Input material:
• • • • •

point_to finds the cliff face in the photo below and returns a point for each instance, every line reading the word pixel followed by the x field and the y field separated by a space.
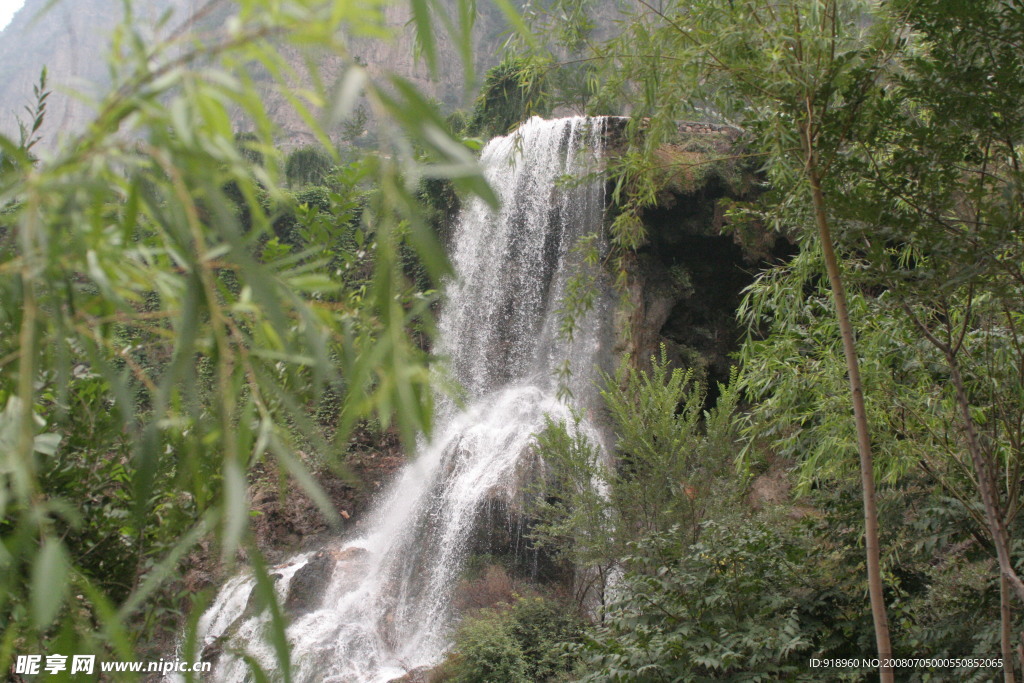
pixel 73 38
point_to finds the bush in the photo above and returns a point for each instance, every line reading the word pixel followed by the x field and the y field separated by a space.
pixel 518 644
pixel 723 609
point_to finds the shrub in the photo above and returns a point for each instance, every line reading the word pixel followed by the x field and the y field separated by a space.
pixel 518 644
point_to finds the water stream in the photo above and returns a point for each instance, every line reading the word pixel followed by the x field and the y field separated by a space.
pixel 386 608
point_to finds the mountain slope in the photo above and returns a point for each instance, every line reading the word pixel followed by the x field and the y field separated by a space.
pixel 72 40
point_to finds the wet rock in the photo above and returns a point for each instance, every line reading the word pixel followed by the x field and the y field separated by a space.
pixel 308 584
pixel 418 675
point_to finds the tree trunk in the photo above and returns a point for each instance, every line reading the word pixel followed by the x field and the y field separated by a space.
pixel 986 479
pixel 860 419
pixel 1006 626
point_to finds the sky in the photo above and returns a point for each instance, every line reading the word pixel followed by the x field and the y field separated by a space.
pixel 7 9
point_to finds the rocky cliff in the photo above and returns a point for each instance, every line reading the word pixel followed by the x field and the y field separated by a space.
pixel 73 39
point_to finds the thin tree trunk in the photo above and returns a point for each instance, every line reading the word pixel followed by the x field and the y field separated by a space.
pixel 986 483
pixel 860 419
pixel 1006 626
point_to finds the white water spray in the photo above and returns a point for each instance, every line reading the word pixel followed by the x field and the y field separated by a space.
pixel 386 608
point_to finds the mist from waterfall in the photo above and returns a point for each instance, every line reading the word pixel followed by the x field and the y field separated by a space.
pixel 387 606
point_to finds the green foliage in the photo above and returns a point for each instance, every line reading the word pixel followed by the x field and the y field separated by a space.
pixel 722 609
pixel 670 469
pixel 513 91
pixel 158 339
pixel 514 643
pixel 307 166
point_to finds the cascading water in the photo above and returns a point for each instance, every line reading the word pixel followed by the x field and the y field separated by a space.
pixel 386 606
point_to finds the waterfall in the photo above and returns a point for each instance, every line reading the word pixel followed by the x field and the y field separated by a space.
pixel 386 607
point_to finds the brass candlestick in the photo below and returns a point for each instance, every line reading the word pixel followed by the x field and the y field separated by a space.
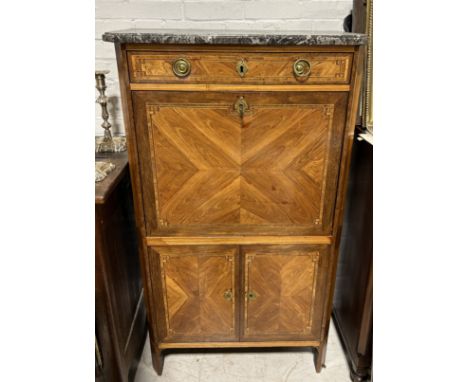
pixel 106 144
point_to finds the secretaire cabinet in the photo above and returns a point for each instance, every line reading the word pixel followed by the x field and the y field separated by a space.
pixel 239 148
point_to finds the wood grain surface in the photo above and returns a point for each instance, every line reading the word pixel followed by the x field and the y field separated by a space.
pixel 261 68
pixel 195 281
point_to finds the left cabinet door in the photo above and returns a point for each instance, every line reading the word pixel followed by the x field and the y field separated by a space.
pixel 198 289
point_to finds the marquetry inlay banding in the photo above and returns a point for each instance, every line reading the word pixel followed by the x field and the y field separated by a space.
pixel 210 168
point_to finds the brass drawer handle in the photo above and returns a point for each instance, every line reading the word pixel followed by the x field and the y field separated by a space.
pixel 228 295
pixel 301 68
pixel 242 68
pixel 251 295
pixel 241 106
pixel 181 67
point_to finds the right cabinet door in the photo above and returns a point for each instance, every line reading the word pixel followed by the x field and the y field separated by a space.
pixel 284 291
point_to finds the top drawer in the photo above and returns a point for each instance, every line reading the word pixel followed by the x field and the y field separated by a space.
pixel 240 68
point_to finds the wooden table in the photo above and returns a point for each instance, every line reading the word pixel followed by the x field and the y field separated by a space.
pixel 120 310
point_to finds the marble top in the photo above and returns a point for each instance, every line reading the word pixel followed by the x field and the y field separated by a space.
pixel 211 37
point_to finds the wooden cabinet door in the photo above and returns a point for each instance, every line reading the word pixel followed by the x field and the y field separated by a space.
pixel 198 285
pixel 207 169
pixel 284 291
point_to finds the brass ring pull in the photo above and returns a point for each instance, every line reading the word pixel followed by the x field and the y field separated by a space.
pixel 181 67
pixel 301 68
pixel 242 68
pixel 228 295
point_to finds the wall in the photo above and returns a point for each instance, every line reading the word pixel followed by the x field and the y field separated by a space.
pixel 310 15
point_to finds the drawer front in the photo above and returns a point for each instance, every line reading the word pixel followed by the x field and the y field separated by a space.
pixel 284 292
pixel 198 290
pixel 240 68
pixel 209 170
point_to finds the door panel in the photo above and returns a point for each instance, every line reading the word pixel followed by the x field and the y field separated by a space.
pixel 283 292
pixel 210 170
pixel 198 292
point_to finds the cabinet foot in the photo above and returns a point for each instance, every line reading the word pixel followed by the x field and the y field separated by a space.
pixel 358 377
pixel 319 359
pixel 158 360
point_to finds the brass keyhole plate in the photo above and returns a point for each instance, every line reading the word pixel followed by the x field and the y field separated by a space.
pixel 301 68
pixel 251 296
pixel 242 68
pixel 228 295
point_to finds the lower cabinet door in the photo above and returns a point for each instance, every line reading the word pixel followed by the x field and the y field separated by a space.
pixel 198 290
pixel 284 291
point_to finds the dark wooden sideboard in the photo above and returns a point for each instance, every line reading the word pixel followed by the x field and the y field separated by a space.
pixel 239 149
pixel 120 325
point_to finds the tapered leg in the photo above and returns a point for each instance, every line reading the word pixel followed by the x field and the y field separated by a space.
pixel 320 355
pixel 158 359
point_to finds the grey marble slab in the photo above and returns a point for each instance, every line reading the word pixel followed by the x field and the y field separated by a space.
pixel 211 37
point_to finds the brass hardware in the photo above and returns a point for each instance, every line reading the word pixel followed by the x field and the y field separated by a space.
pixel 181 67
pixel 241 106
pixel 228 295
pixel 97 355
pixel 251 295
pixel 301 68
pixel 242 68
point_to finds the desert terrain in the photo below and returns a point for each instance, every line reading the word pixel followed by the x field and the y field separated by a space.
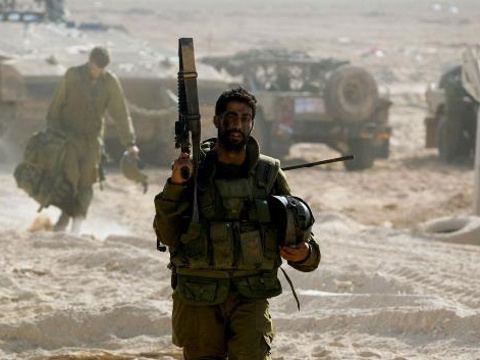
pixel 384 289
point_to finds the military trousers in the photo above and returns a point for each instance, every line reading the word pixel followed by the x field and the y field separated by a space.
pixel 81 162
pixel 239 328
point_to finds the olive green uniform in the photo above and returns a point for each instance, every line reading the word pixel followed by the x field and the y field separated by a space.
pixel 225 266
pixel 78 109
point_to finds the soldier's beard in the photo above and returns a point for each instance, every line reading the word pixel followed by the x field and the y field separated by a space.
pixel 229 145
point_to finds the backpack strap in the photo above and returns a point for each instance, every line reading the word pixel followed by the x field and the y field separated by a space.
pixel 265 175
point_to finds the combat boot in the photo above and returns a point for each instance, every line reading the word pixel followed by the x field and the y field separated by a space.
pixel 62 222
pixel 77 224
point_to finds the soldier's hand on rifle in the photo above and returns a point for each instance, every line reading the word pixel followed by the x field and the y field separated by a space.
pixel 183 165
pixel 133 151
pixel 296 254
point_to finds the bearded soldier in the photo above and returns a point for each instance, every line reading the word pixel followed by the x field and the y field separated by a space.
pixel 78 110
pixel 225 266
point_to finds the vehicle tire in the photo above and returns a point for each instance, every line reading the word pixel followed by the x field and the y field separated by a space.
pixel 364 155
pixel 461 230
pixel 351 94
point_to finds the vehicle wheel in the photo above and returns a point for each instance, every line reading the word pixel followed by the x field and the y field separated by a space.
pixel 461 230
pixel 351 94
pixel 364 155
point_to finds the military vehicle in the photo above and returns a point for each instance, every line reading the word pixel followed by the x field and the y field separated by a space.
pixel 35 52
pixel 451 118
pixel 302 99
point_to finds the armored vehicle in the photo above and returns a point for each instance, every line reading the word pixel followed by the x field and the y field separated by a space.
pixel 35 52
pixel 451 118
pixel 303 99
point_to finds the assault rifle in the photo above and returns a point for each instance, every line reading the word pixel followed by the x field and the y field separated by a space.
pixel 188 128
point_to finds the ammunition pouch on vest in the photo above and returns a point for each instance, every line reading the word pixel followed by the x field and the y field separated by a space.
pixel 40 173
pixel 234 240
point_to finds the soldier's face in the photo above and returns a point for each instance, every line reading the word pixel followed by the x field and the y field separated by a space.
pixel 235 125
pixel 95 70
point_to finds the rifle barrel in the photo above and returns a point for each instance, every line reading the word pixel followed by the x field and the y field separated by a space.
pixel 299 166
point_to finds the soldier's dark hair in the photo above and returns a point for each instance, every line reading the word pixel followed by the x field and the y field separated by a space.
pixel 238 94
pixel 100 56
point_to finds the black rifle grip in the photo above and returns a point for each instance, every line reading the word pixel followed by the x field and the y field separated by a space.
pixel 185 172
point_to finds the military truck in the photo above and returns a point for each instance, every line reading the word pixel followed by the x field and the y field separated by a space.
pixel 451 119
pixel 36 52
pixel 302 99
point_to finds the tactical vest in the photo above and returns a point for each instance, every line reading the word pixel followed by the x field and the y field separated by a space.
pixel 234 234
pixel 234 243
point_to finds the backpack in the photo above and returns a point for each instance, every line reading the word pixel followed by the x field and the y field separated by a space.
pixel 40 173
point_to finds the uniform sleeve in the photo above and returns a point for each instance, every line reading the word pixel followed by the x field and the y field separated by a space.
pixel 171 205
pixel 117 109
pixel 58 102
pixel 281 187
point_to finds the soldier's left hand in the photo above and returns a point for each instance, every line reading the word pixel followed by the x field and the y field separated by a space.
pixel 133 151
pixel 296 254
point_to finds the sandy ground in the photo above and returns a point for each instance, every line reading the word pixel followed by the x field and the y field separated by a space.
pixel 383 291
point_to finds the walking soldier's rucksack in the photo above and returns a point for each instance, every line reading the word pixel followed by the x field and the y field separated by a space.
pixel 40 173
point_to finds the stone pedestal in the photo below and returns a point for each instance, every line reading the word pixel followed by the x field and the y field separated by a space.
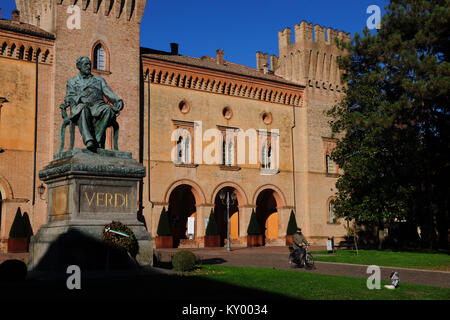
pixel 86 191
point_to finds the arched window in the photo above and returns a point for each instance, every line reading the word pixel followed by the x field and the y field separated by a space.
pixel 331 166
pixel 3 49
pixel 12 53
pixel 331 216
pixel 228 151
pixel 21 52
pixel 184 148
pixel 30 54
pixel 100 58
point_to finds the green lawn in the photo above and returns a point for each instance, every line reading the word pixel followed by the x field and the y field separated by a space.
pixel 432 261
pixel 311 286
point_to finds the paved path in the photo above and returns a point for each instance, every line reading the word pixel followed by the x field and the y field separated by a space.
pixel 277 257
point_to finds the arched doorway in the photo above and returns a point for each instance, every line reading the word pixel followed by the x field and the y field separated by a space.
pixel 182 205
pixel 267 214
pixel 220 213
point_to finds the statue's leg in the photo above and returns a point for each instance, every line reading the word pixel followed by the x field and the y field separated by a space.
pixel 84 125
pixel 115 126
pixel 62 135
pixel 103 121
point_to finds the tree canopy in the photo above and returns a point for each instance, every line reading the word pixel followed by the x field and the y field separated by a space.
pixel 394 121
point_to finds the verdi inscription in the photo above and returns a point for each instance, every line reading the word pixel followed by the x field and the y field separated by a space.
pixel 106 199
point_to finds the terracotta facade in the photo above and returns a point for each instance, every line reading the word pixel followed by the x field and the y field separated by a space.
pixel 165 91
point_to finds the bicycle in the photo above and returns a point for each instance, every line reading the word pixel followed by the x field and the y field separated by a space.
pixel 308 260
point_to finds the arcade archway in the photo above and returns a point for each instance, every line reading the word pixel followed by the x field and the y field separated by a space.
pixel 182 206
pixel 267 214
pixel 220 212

• • • • •

Directions: Reproduce everything from the line containing "point_to finds the white" down to the line containing "pixel 198 289", swapping "photo" for "image" throughout and changing nothing else. Leave the pictures out.

Result of the exercise:
point_to finds the white water spray in the image above and returns a point for each instance, every line reading the word pixel followed by the x field and the y field separated by a space.
pixel 386 608
point_to finds the mist from waterfall in the image above and returns a point for each instance, every line reading the word pixel followed by the x field and the y field separated by a space.
pixel 387 606
point_to finds the green foliage in the image above and returns a point for each instance, every line reading the word pixel followed by the x field and the y field separated by a space.
pixel 722 609
pixel 670 469
pixel 513 91
pixel 158 339
pixel 514 643
pixel 307 166
point_to finds the cascading water in the image above and returns a point for each instance, every line reading the word pixel followed by the x field and the y field separated by a space.
pixel 386 606
point_to finds the waterfall in the image above and returns a point for each instance, every line reading the word pixel followed by the x field and the y field separated by a space.
pixel 386 607
point_to finds the brass candlestick in the image below and returns a point for each instance, every line reading the word pixel followed by the x field and the y field separated by a space.
pixel 106 144
point_to finds the secretaire cabinet in the image above and returns a point for each instance, every line reading the word pixel followed by the x field and the y field separated by a space.
pixel 239 148
point_to finds the wood grain surface in the image above and returns a point for each instance, every line reading the word pixel followed by the x field and the y field separated by a space.
pixel 261 68
pixel 195 281
point_to finds the left cabinet door in the image above and returns a point for each instance, every line reading the word pixel followed by the x field and the y field separated by a space.
pixel 198 289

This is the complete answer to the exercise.